> _Written problem A_:
Do these statements agree with the court opinion excerpt below? (i) The appeal came from the Superior Court in Pima County. (ii) Judge Gard authored the decision. (iii) The decision is designated for publication. Answer yes or no for each, quoting the deciding words of the excerpt.
> _Written problem B_:
Print the part of the court opinion excerpt below that opens with the words containing "Not for Publication" and closes with "Judge Gard concurred.".

> _Excerpted passage_:
------------------------------------

Court of Appeals of Arizona, Second Division
Mar 15, 2024
2 CA-CR 2023-0130 (Ariz. Ct. App. Mar. 15, 2024)

Opinion

2 CA-CR 2023-0130

03-15-2024

The State of Arizona, Appellee, v. Kyle Anthony Clark, Appellant.

Kristin K. Mayes, Arizona Attorney General Alice M. Jones, Deputy Solicitor General/Section Chief of Criminal Appeals By Casey D. Ball, Assistant Attorney General, Phoenix Counsel for Appellee James Fullin, Pima County Legal Defender By Robb P. Holmes, Assistant Legal Defender, Tucson Counsel for Appellant


Not for Publication - Rule 111(c), Rules of the Arizona Supreme Court

Appeal from the Superior Court in Pima County No. CR20212919001 The Honorable James E. Marner, Judge

Kristin K. Mayes, Arizona Attorney General Alice M. Jones, Deputy Solicitor General/Section Chief of Criminal Appeals By Casey D. Ball, Assistant Attorney General, Phoenix Counsel for Appellee

James Fullin, Pima County Legal Defender By Robb P. Holmes, Assistant Legal Defender, Tucson Counsel for Appellant

Presiding Judge Eppich authored the decision of the Court, in which Chief Judge Vasquez and Judge Gard concurred.

------------------------------------

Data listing

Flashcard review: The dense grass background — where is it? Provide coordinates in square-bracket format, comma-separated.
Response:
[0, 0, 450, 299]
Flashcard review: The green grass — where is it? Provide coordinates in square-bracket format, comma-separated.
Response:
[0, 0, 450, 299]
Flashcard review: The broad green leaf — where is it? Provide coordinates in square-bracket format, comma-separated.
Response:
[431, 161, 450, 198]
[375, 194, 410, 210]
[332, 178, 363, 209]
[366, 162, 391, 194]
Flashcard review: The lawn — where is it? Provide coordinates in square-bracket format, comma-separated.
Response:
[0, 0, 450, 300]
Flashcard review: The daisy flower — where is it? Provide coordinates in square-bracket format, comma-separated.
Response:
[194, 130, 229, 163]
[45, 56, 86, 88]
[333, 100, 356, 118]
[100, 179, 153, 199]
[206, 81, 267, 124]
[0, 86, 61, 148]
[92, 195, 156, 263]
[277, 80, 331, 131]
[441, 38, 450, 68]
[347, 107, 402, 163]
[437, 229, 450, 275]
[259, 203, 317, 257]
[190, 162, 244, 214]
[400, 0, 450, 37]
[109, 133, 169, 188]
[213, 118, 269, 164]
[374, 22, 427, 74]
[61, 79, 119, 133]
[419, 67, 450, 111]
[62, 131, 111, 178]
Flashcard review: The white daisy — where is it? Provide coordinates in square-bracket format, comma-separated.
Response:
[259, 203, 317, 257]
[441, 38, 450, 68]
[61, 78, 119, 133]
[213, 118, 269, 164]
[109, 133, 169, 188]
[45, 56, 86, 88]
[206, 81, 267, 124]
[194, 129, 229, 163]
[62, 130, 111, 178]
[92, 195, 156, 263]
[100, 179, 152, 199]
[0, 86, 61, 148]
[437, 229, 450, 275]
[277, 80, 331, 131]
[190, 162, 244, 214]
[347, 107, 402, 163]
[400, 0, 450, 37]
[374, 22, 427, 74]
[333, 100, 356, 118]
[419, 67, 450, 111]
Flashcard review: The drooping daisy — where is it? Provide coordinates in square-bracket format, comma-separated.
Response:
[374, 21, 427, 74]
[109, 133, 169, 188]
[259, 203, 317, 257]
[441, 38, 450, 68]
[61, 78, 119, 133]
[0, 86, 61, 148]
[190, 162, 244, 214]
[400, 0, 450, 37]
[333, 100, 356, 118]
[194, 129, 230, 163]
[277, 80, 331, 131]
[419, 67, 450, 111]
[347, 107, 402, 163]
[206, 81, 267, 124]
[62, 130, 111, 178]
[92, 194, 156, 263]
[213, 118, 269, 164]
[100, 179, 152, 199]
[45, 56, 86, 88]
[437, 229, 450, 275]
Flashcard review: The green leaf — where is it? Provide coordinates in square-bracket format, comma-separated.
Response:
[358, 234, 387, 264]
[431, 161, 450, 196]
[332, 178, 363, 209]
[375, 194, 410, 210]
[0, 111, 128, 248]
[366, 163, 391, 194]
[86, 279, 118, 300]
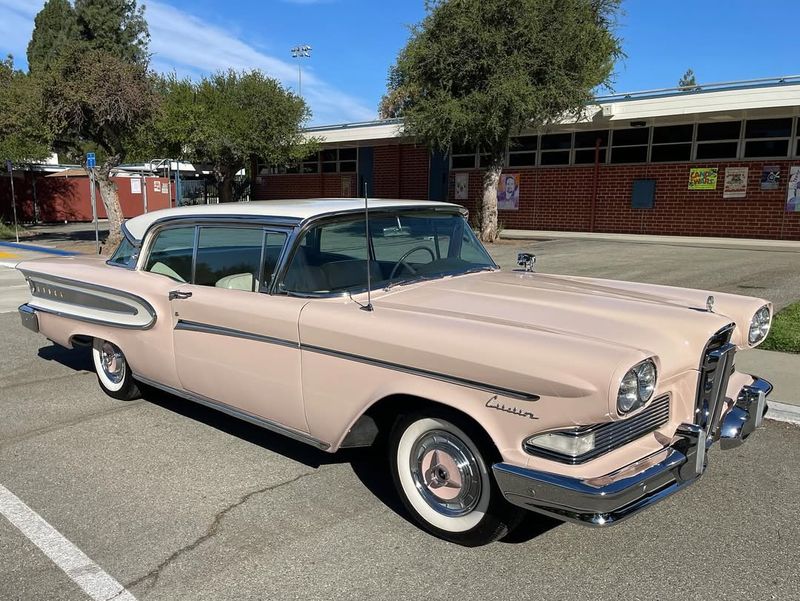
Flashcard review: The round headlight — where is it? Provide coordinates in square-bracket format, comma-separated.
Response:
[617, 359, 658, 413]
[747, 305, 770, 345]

------------------------------------

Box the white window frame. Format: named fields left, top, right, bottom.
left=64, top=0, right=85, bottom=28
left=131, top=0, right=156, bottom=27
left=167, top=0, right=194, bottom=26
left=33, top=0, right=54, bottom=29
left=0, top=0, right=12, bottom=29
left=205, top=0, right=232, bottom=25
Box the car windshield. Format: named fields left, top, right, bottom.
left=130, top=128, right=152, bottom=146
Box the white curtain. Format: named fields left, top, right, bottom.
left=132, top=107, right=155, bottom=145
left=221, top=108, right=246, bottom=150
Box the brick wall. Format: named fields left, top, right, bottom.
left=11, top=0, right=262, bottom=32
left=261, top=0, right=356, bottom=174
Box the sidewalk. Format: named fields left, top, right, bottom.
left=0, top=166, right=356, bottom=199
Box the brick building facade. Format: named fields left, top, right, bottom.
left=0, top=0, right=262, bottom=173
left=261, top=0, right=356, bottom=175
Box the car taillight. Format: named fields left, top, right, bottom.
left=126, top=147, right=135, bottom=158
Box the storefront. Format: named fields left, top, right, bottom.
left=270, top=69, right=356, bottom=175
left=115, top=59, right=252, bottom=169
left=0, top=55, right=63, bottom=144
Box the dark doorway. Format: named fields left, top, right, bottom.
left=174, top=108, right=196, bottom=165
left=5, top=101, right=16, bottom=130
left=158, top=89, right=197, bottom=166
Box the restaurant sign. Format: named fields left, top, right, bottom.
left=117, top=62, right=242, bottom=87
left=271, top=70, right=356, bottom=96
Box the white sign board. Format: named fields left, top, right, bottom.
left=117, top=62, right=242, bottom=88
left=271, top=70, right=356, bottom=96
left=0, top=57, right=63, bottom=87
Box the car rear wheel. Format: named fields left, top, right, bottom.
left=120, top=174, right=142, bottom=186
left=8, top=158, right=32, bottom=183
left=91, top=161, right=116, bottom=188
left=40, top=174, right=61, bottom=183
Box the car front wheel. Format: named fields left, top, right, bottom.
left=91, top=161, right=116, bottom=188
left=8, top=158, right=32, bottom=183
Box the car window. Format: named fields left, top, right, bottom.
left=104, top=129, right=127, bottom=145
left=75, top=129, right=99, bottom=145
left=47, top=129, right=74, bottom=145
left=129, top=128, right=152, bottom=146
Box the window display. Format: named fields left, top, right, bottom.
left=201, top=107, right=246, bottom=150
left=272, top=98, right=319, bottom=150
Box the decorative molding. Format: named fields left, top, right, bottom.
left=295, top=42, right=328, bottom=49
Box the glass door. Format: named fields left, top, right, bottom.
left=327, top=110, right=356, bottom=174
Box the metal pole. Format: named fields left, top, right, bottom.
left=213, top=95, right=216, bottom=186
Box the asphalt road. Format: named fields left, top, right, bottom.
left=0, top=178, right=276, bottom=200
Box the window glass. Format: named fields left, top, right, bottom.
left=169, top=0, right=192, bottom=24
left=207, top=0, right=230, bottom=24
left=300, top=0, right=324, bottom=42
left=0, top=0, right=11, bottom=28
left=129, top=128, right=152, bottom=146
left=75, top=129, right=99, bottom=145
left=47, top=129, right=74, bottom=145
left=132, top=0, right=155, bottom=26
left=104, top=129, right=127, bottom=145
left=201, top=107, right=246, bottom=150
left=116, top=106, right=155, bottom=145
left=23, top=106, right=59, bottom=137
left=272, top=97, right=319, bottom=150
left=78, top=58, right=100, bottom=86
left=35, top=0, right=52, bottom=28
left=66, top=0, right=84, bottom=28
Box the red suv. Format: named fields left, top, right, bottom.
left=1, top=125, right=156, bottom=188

------------------------------------

> _Reply A_:
(i) Yes: "Appeal from the Superior Court in Pima County"
(ii) No: "Presiding Judge Eppich authored the decision of the Court"
(iii) No: "Not for Publication - Rule 111(c), Rules of the Arizona Supreme Court"

> _Reply B_:
Not for Publication - Rule 111(c), Rules of the Arizona Supreme Court

Appeal from the Superior Court in Pima County No. CR20212919001 The Honorable James E. Marner, Judge

Kristin K. Mayes, Arizona Attorney General Alice M. Jones, Deputy Solicitor General/Section Chief of Criminal Appeals By Casey D. Ball, Assistant Attorney General, Phoenix Counsel for Appellee

James Fullin, Pima County Legal Defender By Robb P. Holmes, Assistant Legal Defender, Tucson Counsel for Appellant

Presiding Judge Eppich authored the decision of the Court, in which Chief Judge Vasquez and Judge Gard concurred.